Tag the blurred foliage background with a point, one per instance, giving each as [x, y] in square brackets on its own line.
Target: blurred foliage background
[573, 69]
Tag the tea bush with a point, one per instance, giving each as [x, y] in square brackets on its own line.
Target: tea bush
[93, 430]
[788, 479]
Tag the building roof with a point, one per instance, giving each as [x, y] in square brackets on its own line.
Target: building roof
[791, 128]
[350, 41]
.....
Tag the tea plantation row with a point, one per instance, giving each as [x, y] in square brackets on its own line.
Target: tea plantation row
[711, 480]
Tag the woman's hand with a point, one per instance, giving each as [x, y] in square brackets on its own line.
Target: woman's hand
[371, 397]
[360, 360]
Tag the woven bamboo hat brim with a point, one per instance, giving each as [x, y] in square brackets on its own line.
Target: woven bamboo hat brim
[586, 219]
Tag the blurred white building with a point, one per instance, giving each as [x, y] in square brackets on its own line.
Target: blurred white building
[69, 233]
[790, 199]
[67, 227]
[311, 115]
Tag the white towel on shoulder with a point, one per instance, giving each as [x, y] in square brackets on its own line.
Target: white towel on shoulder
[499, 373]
.....
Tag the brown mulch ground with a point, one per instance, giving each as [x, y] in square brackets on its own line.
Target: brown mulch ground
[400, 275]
.....
WHAT IS NEEDED: Count the lines above that contain the word "blurred", and reply with the number alone.

CORRECT ANSWER: 4